* EXCERPTED PASSAGE

Vagabond Heart is the sixteenth studio album by British recording artist Rod Stewart, released on 26 March 1991 by Warner Bros. Records. The album reached No. 10 in the US, and reached No. 2 in the UK. The album features five singles, among them a cover of Robbie Robertson's song "Broken Arrow" (No. 20 in the US) and Van Morrison's song "Have I Told You Lately", which would become a hit two years later (in a live version) and is Stewart's most recent top five solo hit in the US and the UK. The two biggest hits from the album were "Rhythm of My Heart" (No. 3 in the UK/No. 5 in the US) and "The Motown Song" (No. 10 in the UK and US).

The "Vagabond Heart Tour" was made available on video in 1992, shot during a concert in Los Angeles on Valentine's Day.

Critical reception
Overall, the album received positive reviews. According to Rolling Stone, "Vagabond Heart finds Stewart rising to new challenges as both a songwriter and a singer. The strength of the songs and the depth of Stewart's conviction make this his most compelling work since the early 1970s." 

AllMusic felt the album was "stronger, more diverse album than its predecessor, Out of Order, featuring a more consistent set of songs."

* SET OF TASKS
(A) Say whether each statement agrees with the Vagabond Heart article, answering yes or no and quoting the deciding words: (i) The album peaked at No. 2 in the US. (ii) The tour video was filmed at a concert in Los Angeles. (iii) Warner Bros. Records released the album in 1992.
(B) Transcribe the part of the Vagabond Heart article that opens with the words containing "Vagabond Heart is" and closes with "UK and US).".
(C) Go on with the Vagabond Heart article, starting after its last sentence.

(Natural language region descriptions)
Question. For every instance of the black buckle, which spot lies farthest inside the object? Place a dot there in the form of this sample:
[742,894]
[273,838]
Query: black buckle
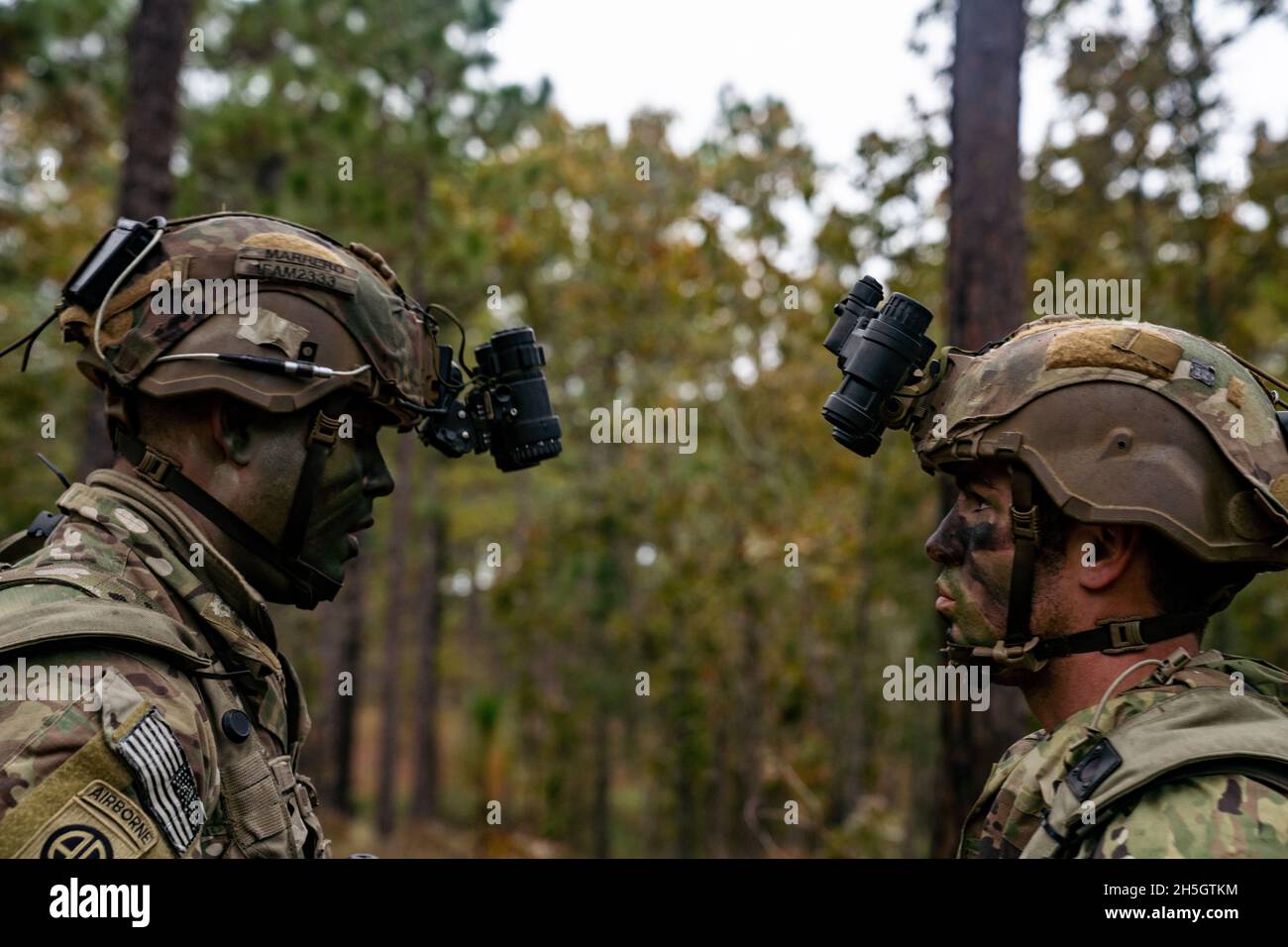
[1125,635]
[156,467]
[1024,523]
[325,429]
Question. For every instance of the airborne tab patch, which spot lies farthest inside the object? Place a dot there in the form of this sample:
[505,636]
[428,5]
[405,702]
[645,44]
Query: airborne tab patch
[97,822]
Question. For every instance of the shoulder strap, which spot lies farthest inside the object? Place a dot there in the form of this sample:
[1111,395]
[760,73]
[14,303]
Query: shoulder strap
[121,613]
[1201,732]
[22,544]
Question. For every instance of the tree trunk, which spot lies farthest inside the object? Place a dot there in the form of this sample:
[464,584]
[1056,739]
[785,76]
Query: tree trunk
[425,804]
[156,40]
[342,719]
[395,609]
[987,296]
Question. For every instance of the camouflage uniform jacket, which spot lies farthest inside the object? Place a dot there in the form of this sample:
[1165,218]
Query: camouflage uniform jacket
[1202,815]
[187,746]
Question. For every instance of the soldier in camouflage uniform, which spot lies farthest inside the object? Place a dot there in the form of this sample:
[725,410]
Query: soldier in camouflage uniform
[1120,483]
[235,484]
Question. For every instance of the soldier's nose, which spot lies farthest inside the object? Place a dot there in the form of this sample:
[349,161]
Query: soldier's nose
[943,545]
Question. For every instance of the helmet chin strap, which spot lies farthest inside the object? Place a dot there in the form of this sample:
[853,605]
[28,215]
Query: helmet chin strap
[308,583]
[1026,651]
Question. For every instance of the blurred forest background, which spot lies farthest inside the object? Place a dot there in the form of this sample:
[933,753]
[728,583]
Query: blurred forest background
[476,682]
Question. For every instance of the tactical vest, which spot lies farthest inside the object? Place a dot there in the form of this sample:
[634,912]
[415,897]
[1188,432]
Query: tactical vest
[1202,731]
[266,808]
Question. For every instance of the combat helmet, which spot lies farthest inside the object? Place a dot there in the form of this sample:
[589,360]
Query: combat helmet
[1119,423]
[286,318]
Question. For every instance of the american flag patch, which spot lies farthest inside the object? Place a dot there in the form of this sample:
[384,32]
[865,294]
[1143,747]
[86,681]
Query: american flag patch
[165,779]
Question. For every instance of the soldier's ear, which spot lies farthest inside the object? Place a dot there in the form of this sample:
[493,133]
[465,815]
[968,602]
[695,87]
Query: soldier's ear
[1112,551]
[232,429]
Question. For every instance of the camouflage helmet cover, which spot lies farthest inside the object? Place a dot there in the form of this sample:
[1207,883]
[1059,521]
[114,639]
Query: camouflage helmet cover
[1124,423]
[344,302]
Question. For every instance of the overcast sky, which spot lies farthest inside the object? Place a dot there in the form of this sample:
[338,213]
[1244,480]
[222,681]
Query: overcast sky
[842,65]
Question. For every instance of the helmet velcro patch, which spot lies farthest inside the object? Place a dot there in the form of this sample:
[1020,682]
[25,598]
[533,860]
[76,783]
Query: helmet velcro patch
[291,241]
[1115,347]
[287,258]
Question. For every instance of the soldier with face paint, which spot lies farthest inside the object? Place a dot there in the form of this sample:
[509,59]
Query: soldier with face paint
[1119,484]
[248,467]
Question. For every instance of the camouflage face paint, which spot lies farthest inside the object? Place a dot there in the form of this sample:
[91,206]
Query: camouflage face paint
[355,474]
[974,547]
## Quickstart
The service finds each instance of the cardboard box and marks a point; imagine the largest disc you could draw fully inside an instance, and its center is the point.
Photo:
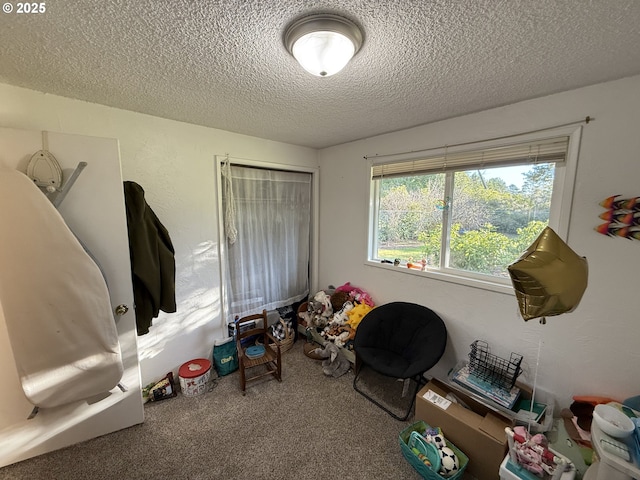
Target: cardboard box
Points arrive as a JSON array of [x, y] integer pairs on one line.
[[477, 431]]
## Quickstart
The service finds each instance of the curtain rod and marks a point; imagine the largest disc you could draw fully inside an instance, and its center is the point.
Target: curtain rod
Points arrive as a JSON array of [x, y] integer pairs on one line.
[[586, 120]]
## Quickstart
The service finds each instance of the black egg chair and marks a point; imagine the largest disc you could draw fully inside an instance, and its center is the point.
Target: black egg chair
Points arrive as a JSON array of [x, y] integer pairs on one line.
[[400, 340]]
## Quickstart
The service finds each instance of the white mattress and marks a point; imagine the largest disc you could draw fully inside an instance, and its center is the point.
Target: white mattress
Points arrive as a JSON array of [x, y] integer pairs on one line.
[[55, 301]]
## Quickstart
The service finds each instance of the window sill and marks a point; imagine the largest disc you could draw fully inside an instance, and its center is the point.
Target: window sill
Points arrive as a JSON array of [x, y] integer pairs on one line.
[[497, 287]]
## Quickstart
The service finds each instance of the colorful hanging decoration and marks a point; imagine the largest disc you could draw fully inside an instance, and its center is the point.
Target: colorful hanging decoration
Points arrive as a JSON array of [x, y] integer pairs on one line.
[[622, 217]]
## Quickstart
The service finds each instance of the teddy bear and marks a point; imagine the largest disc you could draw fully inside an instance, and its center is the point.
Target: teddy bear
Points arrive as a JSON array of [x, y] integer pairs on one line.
[[341, 316], [319, 310], [335, 364]]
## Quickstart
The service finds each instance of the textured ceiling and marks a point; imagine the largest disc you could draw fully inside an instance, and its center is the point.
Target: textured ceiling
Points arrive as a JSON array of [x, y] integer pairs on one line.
[[222, 63]]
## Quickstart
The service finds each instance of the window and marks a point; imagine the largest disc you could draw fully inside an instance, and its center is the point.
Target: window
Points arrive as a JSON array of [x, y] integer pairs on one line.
[[465, 215], [267, 221]]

* LIST OF ANSWERS
(A)
(i) No: "The album reached No. 10 in the US, and reached No. 2 in the UK."
(ii) Yes: "shot during a concert in Los Angeles on Valentine's Day."
(iii) No: "released on 26 March 1991 by Warner Bros. Records."

(B)
Vagabond Heart is the sixteenth studio album by British recording artist Rod Stewart, released on 26 March 1991 by Warner Bros. Records. The album reached No. 10 in the US, and reached No. 2 in the UK. The album features five singles, among them a cover of Robbie Robertson's song "Broken Arrow" (No. 20 in the US) and Van Morrison's song "Have I Told You Lately", which would become a hit two years later (in a live version) and is Stewart's most recent top five solo hit in the US and the UK. The two biggest hits from the album were "Rhythm of My Heart" (No. 3 in the UK/No. 5 in the US) and "The Motown Song" (No. 10 in the UK and US).

(C)
Track listing

Notes
  signifies a co-producer
"Downtown Train" and "This Old Heart of Mine (Is Weak For You) are omitted on cassette copies, as well as some CD versions.

Personnel
(Personnel for the 12-track version of the album, excluding the tracks "Downtown Train" and "This Old Heart of Mine")
 "Rebel Heart", "It Takes Two", "When a Man's in Love", "You are Everything", "Go Out Dancing", "No Holding Back", "Have I Told You Lately", "Moment of Glory" and "If Only" arranged and produced by Rod Stewart and Bernard Edwards.  Recorded by Steve MacMillan.  Mixed by Bernard Edwards and Steve Macmillan.  Recording and mix assisted by John Karpowich, Gil Morales and Bryant Arnett.
Roy Galloway, Luther Waters, The Waters Sisters, Angela Winbush: backing vocals; Jeff Golub, Jim Cregan, Waddy Wachtel, Dann Huff: guitar; Carmine Rojas, Bernard Edwards: bass guitar; Chuck Kentis: keyboards, programming; Kevin Savigar: keyboards; Rave Calmer, Tony Brock: drums; Paulinho da Costa: percussion; Saxophone on "Go Out Dancing" and "Moment of Glory" by Jimmy Roberts; String arrangements on "When a Man's in Love" and "Have I Told You Lately" by Bruce Miller.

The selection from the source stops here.